* Work request *
Search the records for lines with the word "airlines" and copy each match.

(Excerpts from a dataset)
'''
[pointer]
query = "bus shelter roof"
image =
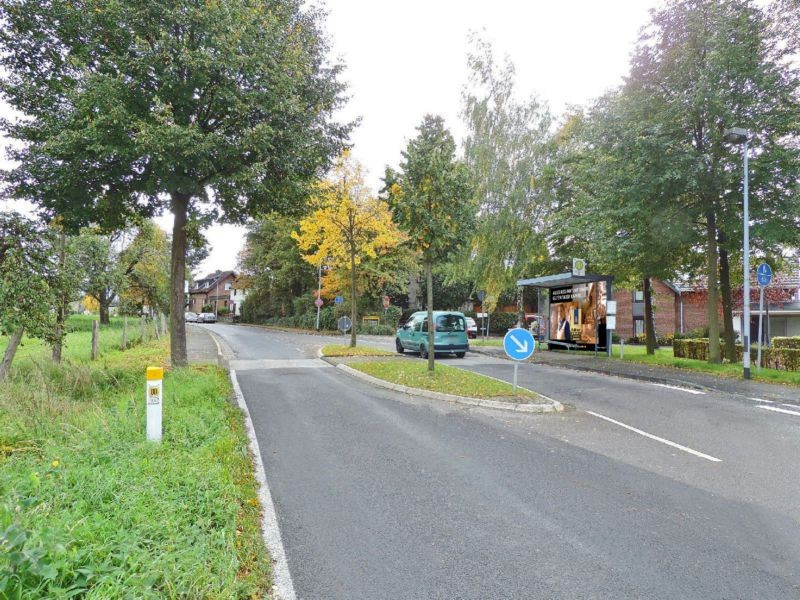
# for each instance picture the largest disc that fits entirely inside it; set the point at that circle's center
(562, 280)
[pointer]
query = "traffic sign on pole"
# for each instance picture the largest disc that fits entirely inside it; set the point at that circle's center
(764, 274)
(344, 324)
(519, 344)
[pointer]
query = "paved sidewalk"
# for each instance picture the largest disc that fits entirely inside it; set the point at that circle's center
(667, 375)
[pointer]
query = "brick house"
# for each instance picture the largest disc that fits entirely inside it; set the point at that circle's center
(681, 308)
(216, 289)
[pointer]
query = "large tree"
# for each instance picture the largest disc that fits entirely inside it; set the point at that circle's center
(703, 66)
(136, 107)
(507, 148)
(27, 293)
(431, 198)
(619, 203)
(347, 227)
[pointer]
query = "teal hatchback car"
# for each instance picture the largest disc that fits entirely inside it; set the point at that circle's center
(450, 336)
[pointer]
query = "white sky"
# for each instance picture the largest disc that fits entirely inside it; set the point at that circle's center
(406, 59)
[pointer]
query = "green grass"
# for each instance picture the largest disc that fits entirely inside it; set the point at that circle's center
(78, 343)
(445, 379)
(336, 350)
(664, 357)
(96, 510)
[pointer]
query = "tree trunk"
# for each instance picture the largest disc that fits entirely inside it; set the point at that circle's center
(105, 303)
(95, 339)
(13, 343)
(649, 322)
(713, 295)
(354, 301)
(727, 300)
(431, 324)
(177, 327)
(61, 308)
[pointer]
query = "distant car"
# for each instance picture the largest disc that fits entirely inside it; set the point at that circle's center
(450, 335)
(472, 328)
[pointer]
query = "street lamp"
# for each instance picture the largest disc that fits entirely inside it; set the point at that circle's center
(740, 136)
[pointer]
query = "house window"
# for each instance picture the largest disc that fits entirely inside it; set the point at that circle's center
(638, 327)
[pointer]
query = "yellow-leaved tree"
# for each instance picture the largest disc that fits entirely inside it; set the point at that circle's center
(347, 225)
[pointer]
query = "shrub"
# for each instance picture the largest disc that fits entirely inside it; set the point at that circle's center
(376, 330)
(785, 359)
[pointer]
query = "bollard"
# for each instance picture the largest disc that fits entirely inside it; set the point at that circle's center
(154, 397)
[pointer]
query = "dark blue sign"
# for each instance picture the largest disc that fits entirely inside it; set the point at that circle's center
(764, 274)
(519, 344)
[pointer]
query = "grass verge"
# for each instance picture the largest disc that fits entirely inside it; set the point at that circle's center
(664, 357)
(491, 342)
(88, 507)
(445, 379)
(339, 350)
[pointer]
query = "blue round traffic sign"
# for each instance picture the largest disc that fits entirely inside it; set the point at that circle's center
(519, 344)
(764, 274)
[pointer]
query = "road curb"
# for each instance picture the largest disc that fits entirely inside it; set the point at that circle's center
(552, 406)
(282, 585)
(611, 373)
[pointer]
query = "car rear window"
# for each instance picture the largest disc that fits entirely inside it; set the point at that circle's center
(450, 323)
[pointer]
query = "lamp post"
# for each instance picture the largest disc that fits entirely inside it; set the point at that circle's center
(740, 136)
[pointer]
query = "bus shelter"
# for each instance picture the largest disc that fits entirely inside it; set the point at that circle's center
(576, 310)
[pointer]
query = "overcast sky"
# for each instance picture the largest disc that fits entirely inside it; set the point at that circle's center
(405, 59)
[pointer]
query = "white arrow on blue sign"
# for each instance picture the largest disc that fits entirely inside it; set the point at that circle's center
(764, 274)
(519, 344)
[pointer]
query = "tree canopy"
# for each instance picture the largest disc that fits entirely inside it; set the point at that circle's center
(134, 107)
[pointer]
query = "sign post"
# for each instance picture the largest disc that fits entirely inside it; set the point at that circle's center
(519, 344)
(153, 398)
(764, 276)
(344, 324)
(611, 324)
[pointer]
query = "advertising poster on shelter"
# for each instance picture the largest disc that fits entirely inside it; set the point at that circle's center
(578, 314)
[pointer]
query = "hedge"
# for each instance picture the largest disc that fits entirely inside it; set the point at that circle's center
(783, 358)
(781, 342)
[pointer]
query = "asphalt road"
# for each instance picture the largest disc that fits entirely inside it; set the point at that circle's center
(637, 491)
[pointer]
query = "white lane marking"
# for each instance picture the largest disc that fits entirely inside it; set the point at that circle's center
(675, 387)
(656, 438)
(291, 363)
(282, 586)
(781, 410)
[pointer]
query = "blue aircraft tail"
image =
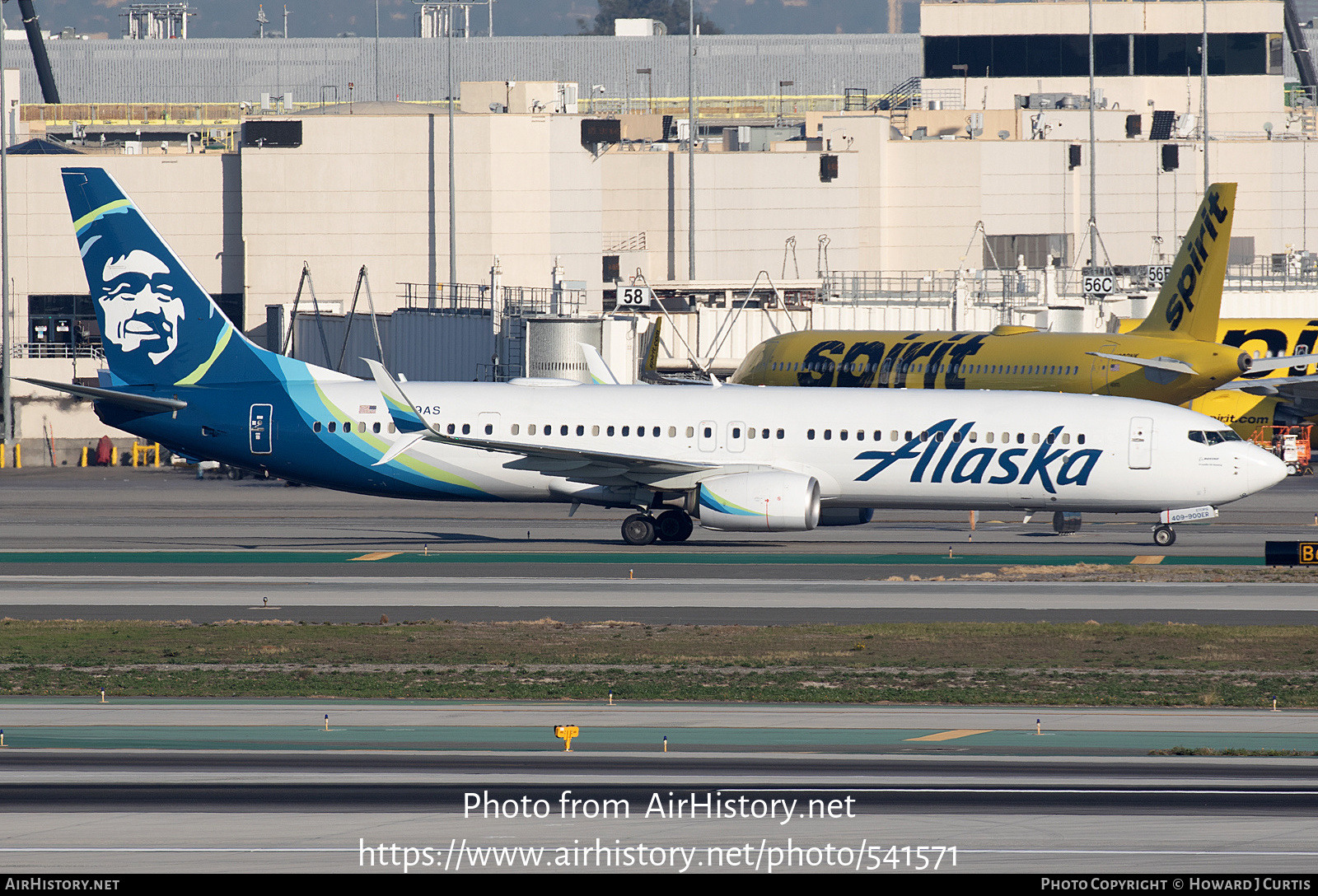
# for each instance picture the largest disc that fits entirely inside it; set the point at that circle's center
(158, 326)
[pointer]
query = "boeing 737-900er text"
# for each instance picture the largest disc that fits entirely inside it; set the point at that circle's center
(1172, 356)
(737, 459)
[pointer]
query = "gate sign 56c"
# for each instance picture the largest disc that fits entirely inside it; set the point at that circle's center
(1098, 283)
(634, 296)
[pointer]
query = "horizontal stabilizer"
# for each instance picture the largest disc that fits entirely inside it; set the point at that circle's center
(145, 404)
(1160, 364)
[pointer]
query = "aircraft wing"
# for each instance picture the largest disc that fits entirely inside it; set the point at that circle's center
(1297, 388)
(577, 464)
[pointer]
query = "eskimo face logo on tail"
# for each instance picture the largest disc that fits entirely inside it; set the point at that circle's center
(138, 305)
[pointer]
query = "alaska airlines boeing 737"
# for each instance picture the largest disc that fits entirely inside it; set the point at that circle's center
(737, 459)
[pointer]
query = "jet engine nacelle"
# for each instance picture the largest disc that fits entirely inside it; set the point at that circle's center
(759, 502)
(845, 516)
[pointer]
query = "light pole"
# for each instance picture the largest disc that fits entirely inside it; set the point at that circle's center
(781, 86)
(691, 138)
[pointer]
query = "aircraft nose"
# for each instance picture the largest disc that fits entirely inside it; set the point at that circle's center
(1263, 469)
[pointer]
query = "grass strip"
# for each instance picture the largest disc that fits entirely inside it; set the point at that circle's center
(1076, 665)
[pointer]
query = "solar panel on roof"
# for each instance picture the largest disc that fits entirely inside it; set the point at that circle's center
(1163, 124)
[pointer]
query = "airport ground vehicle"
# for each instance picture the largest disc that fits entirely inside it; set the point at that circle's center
(737, 459)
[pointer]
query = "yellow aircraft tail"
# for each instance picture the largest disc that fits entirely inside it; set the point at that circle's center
(1190, 300)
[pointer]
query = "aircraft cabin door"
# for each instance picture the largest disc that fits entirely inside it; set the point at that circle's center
(260, 428)
(1142, 443)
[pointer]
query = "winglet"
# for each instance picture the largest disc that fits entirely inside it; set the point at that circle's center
(400, 408)
(600, 372)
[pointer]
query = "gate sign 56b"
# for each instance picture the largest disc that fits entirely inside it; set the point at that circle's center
(1098, 283)
(634, 296)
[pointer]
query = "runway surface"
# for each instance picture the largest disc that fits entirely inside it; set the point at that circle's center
(103, 544)
(1068, 805)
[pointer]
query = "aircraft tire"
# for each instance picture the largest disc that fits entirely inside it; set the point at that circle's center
(674, 526)
(638, 530)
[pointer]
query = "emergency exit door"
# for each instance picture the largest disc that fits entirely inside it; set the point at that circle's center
(259, 428)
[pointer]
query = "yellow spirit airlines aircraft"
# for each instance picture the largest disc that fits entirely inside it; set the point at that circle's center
(1282, 390)
(1168, 357)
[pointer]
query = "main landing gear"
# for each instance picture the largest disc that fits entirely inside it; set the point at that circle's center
(670, 526)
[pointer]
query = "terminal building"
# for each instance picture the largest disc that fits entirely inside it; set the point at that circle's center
(900, 181)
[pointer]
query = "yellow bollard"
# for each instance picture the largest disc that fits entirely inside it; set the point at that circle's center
(566, 733)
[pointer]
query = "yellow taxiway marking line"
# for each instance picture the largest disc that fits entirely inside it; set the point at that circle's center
(952, 735)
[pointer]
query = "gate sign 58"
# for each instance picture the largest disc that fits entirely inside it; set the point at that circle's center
(1098, 285)
(634, 296)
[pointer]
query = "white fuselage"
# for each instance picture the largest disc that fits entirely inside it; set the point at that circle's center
(867, 448)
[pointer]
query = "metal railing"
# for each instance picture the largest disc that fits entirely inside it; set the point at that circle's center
(57, 351)
(992, 287)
'''
* Result *
query = "alaska airlines boeing 737"
query = "yellow spirit airlines aircraft"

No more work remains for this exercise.